To be done » Turn only the stretch of the listing that begins with the line containing "like x=505, y=272." and runs through the line containing "x=333, y=119", both lines included, into a numbered list, dropping any blank lines.

════════

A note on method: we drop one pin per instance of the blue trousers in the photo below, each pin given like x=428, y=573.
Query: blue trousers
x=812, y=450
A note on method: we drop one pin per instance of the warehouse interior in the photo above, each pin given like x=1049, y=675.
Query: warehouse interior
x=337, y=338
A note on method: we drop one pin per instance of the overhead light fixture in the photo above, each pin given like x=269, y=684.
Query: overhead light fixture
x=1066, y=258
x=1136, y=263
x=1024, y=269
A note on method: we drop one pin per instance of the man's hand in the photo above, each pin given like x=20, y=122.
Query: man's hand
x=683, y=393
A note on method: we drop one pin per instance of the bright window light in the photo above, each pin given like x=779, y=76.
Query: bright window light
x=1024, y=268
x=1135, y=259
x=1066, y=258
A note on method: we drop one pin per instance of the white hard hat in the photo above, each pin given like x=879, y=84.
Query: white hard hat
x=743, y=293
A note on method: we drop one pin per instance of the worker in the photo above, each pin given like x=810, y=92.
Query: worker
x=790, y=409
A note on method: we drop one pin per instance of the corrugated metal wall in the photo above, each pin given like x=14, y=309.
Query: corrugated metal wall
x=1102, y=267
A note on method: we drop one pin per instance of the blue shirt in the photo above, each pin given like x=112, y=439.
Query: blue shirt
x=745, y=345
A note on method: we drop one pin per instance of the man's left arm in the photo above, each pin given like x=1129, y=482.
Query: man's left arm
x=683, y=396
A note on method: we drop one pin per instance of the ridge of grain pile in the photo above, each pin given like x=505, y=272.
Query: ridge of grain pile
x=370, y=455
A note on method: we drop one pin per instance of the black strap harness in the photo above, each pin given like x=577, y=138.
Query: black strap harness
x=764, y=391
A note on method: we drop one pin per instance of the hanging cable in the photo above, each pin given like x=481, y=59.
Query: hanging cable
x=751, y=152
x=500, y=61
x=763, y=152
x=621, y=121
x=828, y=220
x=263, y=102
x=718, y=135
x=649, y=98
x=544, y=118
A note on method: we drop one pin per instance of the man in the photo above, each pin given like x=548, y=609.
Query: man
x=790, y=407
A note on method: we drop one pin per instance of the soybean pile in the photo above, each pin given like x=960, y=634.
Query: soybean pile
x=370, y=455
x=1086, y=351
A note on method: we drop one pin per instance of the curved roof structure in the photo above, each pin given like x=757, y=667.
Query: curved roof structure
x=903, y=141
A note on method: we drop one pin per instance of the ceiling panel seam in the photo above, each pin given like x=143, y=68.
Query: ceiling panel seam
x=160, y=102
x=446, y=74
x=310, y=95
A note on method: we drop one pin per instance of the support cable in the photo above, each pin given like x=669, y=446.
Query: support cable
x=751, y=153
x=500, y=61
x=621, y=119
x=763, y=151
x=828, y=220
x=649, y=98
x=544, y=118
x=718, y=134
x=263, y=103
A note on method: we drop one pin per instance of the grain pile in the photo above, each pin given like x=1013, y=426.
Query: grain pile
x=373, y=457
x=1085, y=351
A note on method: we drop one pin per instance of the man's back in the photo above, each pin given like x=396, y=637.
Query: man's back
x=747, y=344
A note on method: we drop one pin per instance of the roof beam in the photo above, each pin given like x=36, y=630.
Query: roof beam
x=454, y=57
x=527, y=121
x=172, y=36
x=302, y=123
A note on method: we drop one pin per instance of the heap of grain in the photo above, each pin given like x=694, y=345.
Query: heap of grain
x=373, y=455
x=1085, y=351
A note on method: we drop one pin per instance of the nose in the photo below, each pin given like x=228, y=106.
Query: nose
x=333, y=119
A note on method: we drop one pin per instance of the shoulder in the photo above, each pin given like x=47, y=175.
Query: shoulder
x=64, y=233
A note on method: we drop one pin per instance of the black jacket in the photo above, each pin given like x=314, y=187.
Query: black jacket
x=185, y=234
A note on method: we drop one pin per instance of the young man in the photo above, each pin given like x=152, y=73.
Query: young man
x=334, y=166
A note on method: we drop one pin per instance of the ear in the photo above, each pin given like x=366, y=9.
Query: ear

════════

Task answer »
1. A note on method: we drop one pin per instance of the ridge of grain pile in the photo above, each pin given like x=505, y=272.
2. Query: ridge of grain pile
3. x=370, y=455
4. A note on method: we drop one pin per instance of the black strap harness in the photo above, each pin given like x=577, y=138.
5. Query: black strap harness
6. x=764, y=391
7. A note on method: we drop one pin per instance of the hanging cable in the photo above, each pin given like x=481, y=59.
8. Query: hanging cable
9. x=751, y=152
10. x=500, y=61
11. x=763, y=152
12. x=621, y=121
13. x=828, y=220
14. x=263, y=102
15. x=718, y=135
16. x=649, y=98
17. x=544, y=118
18. A note on method: we drop one pin per instance of the man in the photo above, each pin given like x=548, y=609.
19. Query: man
20. x=790, y=407
21. A note on method: we drop one pin per instance of the soybean pile in the photo above, each pin given like x=960, y=634.
22. Query: soybean pile
23. x=370, y=455
24. x=1086, y=351
25. A note on method: we drop one pin per instance of the curved roof structure in the photo above, each pin given like x=757, y=667.
26. Query: curved roof structure
27. x=903, y=141
28. A note on method: we drop one pin per instance of the ceiling panel seam in the photo above, each pin given like x=143, y=68.
29. Query: ceiling panel seam
30. x=160, y=102
31. x=446, y=74
32. x=310, y=95
33. A note on method: we drop one pin per instance of the support cable in the photo above, each pin given like x=669, y=446.
34. Query: support cable
35. x=751, y=153
36. x=500, y=61
37. x=621, y=119
38. x=763, y=151
39. x=828, y=220
40. x=649, y=98
41. x=544, y=118
42. x=718, y=134
43. x=263, y=103
44. A note on method: we drop one pin per instance of the grain pile in the photo above, each pin given like x=1013, y=426.
45. Query: grain pile
46. x=373, y=457
47. x=1085, y=351
48. A note on method: we drop one pin per instance of the man's back in the photo above, each pin given like x=396, y=637.
49. Query: man's back
50. x=747, y=344
51. A note on method: we drop one pin per instance of the roof beam in the photo above, each pin given like x=36, y=630.
52. Query: roof beam
53. x=454, y=57
54. x=527, y=121
55. x=172, y=36
56. x=302, y=123
57. A note on method: we drop one pin per instance of the heap of grain in the photo above, each pin given like x=694, y=345.
58. Query: heap of grain
59. x=373, y=455
60. x=1085, y=351
61. A note on method: we drop one pin per instance of the nose in the photo below, each pin given like x=228, y=106.
62. Query: nose
63. x=333, y=119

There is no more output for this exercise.